* [Dataset items]
==========

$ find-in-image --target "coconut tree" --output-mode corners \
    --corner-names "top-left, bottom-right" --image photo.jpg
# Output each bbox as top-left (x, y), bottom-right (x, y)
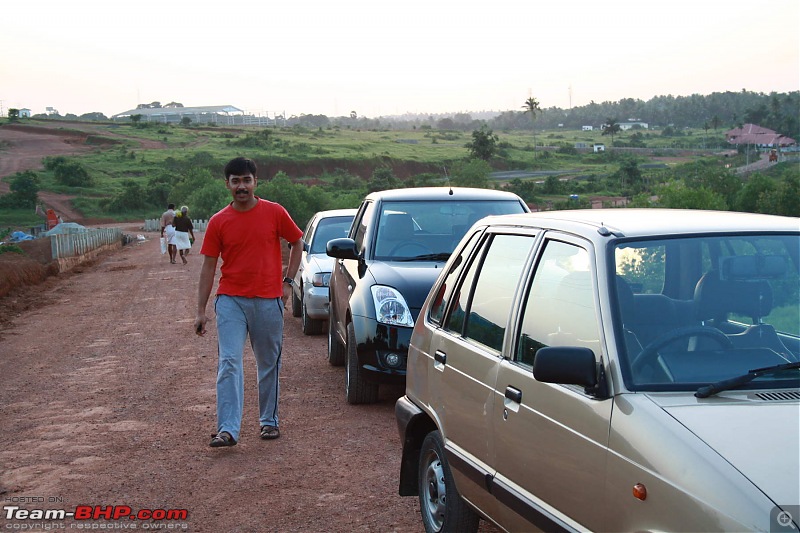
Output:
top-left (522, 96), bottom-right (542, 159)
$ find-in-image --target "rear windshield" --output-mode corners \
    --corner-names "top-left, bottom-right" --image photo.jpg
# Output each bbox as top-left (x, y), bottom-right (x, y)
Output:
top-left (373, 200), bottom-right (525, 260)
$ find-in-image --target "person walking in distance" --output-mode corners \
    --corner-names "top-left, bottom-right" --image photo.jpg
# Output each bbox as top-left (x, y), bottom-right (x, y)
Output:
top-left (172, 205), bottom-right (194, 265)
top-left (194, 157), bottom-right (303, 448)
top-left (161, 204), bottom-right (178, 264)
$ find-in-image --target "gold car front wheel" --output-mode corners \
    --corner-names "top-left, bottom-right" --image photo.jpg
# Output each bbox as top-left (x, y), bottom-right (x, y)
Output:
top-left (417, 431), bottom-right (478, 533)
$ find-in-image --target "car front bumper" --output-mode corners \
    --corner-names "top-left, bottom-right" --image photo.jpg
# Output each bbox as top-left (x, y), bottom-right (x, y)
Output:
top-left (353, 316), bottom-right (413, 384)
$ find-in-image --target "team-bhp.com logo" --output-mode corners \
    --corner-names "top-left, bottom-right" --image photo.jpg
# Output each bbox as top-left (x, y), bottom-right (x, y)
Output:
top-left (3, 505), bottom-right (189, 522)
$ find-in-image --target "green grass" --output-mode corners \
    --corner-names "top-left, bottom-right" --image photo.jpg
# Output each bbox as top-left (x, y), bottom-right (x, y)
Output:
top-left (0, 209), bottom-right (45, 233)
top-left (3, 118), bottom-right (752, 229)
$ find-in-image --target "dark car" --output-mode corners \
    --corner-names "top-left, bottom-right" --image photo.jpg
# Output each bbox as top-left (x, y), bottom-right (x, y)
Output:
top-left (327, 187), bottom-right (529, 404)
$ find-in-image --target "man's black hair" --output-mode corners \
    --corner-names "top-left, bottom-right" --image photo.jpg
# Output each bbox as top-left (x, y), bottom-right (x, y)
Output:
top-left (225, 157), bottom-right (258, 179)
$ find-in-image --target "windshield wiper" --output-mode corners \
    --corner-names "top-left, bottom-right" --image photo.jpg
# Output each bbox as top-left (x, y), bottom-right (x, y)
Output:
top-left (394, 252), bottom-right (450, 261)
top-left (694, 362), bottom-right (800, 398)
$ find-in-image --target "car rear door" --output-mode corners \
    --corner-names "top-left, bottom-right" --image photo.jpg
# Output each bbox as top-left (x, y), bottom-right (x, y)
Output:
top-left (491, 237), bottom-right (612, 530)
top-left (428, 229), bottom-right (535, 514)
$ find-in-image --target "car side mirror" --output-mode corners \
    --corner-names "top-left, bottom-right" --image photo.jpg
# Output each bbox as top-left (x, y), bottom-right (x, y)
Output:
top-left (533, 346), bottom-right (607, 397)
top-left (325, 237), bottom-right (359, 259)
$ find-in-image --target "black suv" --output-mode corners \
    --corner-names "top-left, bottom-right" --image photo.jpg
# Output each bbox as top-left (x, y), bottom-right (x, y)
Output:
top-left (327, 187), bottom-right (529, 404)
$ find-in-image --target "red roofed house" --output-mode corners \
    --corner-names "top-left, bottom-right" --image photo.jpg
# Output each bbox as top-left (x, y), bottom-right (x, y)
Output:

==========

* [Problem description] Return each line of the material above that contains the string "rear", copying every matching line in full.

* [Correct answer]
$ find-in-image --target "rear windshield" --output-mode corners \
$ find-in-image --target "car rear door" --output-mode corners \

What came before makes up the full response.